-------- SELECTED EXCERPT --------

Horseradish: The Ukrainian condiment that’s the ultimate complement

March 2022

I have a memory of my dad making horseradish. It was a spring morning and, armed with nothing but a handkerchief over his nose and mouth, he stood outside at a picnic table and grated a long horseradish root into a bowl. As tears rolled down his cheeks, I could see that he was in his glory. “Just wait, Donna,” he said. “This is going to be the best horseradish yet. My eyes can tell!”

I never went near the stuff after that.

A few years ago, however, I finally decided to try this condiment that people either love or hate. I was half Ukrainian, right?

If I wanted to claim my heritage, I needed to embrace horseradish along with all of the other Ukrainian foods I enjoyed: perogies, cabbage rolls, headcheese…

I must admit that I was pleasantly surprised. Sure, it had a bite to it, but underneath that zesty sting was a subtle sweet flavour that complimented my roast beef quite nicely. It made me think of my baba and gido: rough and tough on the outside, but sweet and loving inside.

I decided to make some.

A friend of mine offered a couple of horseradish roots and warned me about where to plant them. “They will spread,” he said, “and take over everything.” I heeded his advice and planted them on the outside of the garden, next to the path where the rototiller keeps the garden separated from the lawn. “It should resign itself to growing in this small patch,” I said. “Good luck with that,” my friend replied with a sinister chuckle.

I planted it in late summer and, come spring, little green shoots appeared. The horseradish grew and by fall the leaves were almost two feet tall. I felt the leaves and pictured the long white roots below and remembered my friend describing his efforts to pull them from the ground. I would need a real hardy spade and strong stomping boots to get these suckers out.

-------- EXTRACTED MATERIAL --------

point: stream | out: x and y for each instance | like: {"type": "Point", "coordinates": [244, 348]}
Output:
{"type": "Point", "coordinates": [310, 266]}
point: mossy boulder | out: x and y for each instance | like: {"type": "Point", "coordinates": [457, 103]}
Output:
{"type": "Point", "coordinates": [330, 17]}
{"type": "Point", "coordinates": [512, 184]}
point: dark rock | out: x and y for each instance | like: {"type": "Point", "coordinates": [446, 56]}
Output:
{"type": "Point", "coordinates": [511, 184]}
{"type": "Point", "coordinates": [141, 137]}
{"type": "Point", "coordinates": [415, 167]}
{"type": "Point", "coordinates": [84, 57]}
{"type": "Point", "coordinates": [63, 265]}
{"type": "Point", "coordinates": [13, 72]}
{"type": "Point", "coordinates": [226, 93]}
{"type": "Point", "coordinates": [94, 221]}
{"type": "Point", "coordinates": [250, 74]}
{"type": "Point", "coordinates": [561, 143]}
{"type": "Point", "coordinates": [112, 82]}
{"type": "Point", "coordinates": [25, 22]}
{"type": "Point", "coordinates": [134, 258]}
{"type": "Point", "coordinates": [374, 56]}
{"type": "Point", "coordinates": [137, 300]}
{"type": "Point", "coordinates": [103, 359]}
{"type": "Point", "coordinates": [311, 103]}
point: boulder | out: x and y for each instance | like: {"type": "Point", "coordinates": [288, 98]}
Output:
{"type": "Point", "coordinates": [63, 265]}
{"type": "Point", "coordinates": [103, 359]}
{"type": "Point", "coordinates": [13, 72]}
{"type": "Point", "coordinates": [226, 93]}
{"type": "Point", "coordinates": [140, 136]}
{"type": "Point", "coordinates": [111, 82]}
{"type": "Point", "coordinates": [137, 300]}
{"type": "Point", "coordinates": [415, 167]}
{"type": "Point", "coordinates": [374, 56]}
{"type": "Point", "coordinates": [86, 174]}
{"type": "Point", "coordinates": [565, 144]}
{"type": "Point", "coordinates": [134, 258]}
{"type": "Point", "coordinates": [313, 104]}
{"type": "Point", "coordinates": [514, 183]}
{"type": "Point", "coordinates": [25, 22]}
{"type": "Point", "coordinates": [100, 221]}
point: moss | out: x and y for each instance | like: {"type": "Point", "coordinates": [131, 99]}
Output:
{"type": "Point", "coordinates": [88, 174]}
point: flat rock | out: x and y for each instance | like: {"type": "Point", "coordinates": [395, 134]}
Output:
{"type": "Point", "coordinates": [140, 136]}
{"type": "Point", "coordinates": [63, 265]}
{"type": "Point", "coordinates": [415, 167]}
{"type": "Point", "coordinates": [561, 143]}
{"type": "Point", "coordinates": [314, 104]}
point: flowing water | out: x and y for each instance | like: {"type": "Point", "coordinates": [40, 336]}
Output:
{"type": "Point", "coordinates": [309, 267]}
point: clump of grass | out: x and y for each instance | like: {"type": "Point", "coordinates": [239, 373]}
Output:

--------

▶ **TASK PROMPT**
Swap "roast beef" for "pork chops" in the horseradish essay and write out the passage from "A few years" up to and including "to make some.".

▶ **EXERCISE RESPONSE**
A few years ago, however, I finally decided to try this condiment that people either love or hate. I was half Ukrainian, right?

If I wanted to claim my heritage, I needed to embrace horseradish along with all of the other Ukrainian foods I enjoyed: perogies, cabbage rolls, headcheese…

I must admit that I was pleasantly surprised. Sure, it had a bite to it, but underneath that zesty sting was a subtle sweet flavour that complimented my pork chops quite nicely. It made me think of my baba and gido: rough and tough on the outside, but sweet and loving inside.

I decided to make some.